## Goal of the exercise
Repeat every record below, word for word.

## Record excerpts
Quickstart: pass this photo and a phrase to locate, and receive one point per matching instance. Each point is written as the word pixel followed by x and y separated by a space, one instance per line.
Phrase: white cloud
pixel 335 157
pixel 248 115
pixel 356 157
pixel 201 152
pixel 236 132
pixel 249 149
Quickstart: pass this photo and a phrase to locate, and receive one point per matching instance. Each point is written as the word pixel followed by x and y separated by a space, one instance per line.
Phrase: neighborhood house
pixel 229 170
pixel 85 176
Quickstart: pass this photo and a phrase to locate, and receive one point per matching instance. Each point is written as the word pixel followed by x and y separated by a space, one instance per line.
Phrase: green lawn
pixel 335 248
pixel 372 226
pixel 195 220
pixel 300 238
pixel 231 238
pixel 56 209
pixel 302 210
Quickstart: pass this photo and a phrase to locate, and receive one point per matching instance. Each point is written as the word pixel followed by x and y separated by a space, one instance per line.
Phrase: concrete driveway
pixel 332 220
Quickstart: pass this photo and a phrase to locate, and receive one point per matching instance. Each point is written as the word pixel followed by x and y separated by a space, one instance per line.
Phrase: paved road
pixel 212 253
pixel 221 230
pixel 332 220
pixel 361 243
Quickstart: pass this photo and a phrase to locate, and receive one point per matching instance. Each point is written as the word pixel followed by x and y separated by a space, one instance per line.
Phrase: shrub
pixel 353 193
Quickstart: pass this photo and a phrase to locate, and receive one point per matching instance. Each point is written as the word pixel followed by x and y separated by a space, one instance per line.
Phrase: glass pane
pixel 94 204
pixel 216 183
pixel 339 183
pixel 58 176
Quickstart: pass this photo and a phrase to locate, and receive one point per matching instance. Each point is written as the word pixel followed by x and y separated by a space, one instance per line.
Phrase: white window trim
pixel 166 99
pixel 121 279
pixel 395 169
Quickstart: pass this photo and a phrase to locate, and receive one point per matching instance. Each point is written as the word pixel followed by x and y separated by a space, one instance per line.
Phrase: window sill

## Your solution
Quickstart: pass this photo and a phrase to locate, and receive one point per matching instance. Each point is written as the word pixel followed by x and y separated by a space, one instance per line.
Phrase: white cloud
pixel 335 157
pixel 248 115
pixel 356 157
pixel 201 152
pixel 236 132
pixel 249 149
Quickstart: pass this photo and a phrase to locate, and receive one point per matching instance. Each point is written as the word pixel followed by x and y separated by a space, one instance per line.
Phrase: neighborhood house
pixel 229 170
pixel 85 176
Quickstart: pass this photo and a phrase to locate, and receive one point per matching instance. Each point is written as the word pixel followed by x and y separated by a space, one instance per line.
Phrase: green lawn
pixel 335 248
pixel 372 226
pixel 195 220
pixel 300 238
pixel 231 238
pixel 56 209
pixel 302 210
Quickstart: pass this photo and a phrase to locate, and receive one point per matching instance. Each point is written as the word pixel followed by x and y separated by a space, one instance per line.
Phrase: concrete driveway
pixel 332 220
Quickstart: pass this photo and a phrase to locate, and receive one point per matching instance. Each point is written as the word pixel followed by x and y separated by a space, one instance per line.
Phrase: paved road
pixel 212 253
pixel 221 230
pixel 332 220
pixel 361 243
Quickstart: pass this photo and a phrase to locate, and receive one point per matching instance. Each point is written as the word pixel followed by x and y separated by a space, one instance per line.
Phrase: shrub
pixel 353 193
Quickstart: pass this photo and a phrase to locate, and receive one point per matching instance. Each point is written as the word pixel followed by x and y separated by a space, one instance per line.
Phrase: glass pane
pixel 94 204
pixel 216 183
pixel 339 183
pixel 58 176
Quickstart: pass this photo and a phrase to locate, and receive one point per matching instance. Each point is written as the word pixel followed by x and y separated by a space, one instance per line.
Phrase: white window trim
pixel 166 99
pixel 121 279
pixel 395 169
Quickstart: pass this photo and a phrase to locate, and receive one point per matching instance. Each point is written as the word pixel followed by x and y separated by a space, one instance per line.
Phrase: window sill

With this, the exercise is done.